Action item: In your answer, print each of the records below exactly.
=== Begin Enclosure ===
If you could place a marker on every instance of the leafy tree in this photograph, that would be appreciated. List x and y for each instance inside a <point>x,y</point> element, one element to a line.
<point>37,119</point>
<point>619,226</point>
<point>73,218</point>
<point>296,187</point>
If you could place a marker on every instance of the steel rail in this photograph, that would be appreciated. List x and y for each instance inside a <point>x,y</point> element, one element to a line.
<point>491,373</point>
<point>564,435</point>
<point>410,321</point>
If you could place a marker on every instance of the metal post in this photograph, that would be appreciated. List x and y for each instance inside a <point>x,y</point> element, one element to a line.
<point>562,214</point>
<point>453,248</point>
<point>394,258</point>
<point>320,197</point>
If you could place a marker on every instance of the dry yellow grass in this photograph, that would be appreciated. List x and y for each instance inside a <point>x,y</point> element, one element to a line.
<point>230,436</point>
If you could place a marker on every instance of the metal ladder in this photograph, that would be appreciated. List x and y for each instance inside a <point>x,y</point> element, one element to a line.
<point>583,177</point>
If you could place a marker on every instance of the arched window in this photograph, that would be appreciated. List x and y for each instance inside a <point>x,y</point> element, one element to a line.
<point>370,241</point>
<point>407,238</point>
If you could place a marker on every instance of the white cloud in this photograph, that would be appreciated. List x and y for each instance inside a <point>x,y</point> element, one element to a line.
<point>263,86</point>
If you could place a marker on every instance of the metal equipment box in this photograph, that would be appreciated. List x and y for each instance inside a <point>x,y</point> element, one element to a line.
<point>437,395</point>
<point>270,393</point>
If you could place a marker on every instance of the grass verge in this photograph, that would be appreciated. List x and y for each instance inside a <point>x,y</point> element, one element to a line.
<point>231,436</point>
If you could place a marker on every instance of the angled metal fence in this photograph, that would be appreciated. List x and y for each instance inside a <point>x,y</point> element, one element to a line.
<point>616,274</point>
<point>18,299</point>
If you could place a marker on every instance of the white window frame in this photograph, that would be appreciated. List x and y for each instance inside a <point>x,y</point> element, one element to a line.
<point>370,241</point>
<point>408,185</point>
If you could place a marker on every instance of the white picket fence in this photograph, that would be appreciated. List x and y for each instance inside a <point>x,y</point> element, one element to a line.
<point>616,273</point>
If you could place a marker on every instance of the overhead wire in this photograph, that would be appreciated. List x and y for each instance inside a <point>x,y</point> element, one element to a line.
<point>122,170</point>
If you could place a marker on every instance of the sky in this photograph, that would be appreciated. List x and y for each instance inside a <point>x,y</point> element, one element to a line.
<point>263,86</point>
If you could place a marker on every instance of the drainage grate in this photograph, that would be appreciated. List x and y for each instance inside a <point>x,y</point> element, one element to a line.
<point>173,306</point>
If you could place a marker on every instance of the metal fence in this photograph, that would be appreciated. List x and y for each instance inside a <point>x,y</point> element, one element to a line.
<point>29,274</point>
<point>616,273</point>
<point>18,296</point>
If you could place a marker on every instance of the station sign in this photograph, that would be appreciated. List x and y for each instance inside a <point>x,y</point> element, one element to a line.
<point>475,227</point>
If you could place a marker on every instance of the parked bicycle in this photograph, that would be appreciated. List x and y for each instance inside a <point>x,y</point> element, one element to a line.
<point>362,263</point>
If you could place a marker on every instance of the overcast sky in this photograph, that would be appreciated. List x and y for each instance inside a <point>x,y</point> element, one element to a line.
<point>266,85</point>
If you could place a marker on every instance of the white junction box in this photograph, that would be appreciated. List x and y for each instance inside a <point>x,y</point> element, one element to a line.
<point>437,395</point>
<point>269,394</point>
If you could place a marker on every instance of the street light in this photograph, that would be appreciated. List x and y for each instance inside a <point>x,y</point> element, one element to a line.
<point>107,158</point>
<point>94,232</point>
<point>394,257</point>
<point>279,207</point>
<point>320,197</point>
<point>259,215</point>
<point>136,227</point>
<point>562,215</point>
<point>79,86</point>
=== End Enclosure ===
Answer for the task:
If you could place a marker on every instance of the leafy tree in this photograph, that would be appreciated. List x and y for each instance inside a <point>x,y</point> element, one element to a line.
<point>37,119</point>
<point>619,226</point>
<point>73,218</point>
<point>296,187</point>
If you could place a marker on every instance of the steel rail in this photograph, that would be appreciated. List x and y for each instance inside a <point>x,y</point> element, one element to a line.
<point>491,373</point>
<point>564,435</point>
<point>410,321</point>
If you could place a marker on every instance of the metal post in this photograph, that would be appreciated. List x and y for each instance inside a <point>x,y</point> element, one element to a line.
<point>562,214</point>
<point>453,248</point>
<point>394,258</point>
<point>320,197</point>
If you could place a marker on every instance of the dry yellow grass in this photograph, that would be appreciated. List x and y for each instance inside a <point>x,y</point> element, one element to a line.
<point>230,436</point>
If you could place a marker on every instance of the metal ladder in this photograph, that would be appreciated. List x and y for each instance inside a <point>x,y</point> element, one element to a line.
<point>583,177</point>
If you could place a marker on every instance of the arched window in this photograph, that would be appreciated. List x and y for each instance inside a <point>x,y</point> element, one element to a line.
<point>370,241</point>
<point>407,238</point>
If you could place a marker on every instance of the white cloud in this photograph, that would be appreciated. List x and y for each instance inside a <point>x,y</point> element, one element to a line.
<point>263,86</point>
If you could place a marker on every instance of the metal equipment box in this photograph, that would be appreciated. List x and y for each instance inside a <point>x,y</point> element, one element to a line.
<point>437,395</point>
<point>270,393</point>
If you could place a marker on every instance of the grass verge in this photograph, that would be appreciated. List x and y for each instance inside a <point>x,y</point> element, one element to a line.
<point>231,436</point>
If you could place a marker on every instance of the angled metal fence in this photograph, that would be appreciated. List x and y for each instance inside a <point>x,y</point> element, one element to a line.
<point>616,274</point>
<point>18,299</point>
If you could place a marker on every instance of the white window frame in this photograph, that would be appreciated. List x and y for each instance inside a <point>x,y</point> element, one element to a line.
<point>370,241</point>
<point>408,185</point>
If you could place a marker on every instance of the white picket fence in this photograph, that would be appreciated. List x and y for each instance inside a <point>x,y</point> element, one element to a line.
<point>616,273</point>
If you could place a marker on every instance of the overhead wire in this photograph, that would be appreciated. List x and y for each instance inside a <point>x,y</point> element, one element to a line.
<point>122,170</point>
If you could place a marker on every instance of the sky in this photograph, that would be appreciated. List x and y for each instance inside a <point>x,y</point> element, one element to a line.
<point>263,86</point>
If you could place a marker on every instance of the drainage grate in this photograph, that would be appreciated. List x and y for each instance inside a <point>x,y</point> element, one element to a line.
<point>173,306</point>
If you could place a marker on every instance of the metal fence in this photograph, that would be appreciated. List x and y for each instance inside a <point>x,y</point> element, one element to a line.
<point>29,274</point>
<point>616,273</point>
<point>18,296</point>
If you could place a marker on every instance of the station sign in this photograph, that would be appreciated. List x and y for each instance inside a <point>x,y</point> element, one element to a line.
<point>475,227</point>
If you could place a marker on every instance of the parked bicycle in this photograph, that would be appreciated. List x and y for each instance inside a <point>x,y</point> element, one element to a line.
<point>362,263</point>
If you could place a marker on every instance of the overcast sky in this photograph, that would be appreciated. List x and y for each instance inside a <point>x,y</point> element, one element to a line.
<point>266,85</point>
If you could place a marker on every instance of the white junction box in this photograph, that would be appreciated. List x and y for each instance inside a <point>x,y</point> element, one element to a line.
<point>437,395</point>
<point>269,394</point>
If you could place a marker on every instance of the street light in this photograph, that would be appreciated. List x and y for each instance inside a <point>x,y</point> element, one element to a line.
<point>107,158</point>
<point>94,232</point>
<point>394,257</point>
<point>279,207</point>
<point>320,197</point>
<point>259,215</point>
<point>136,227</point>
<point>562,215</point>
<point>79,86</point>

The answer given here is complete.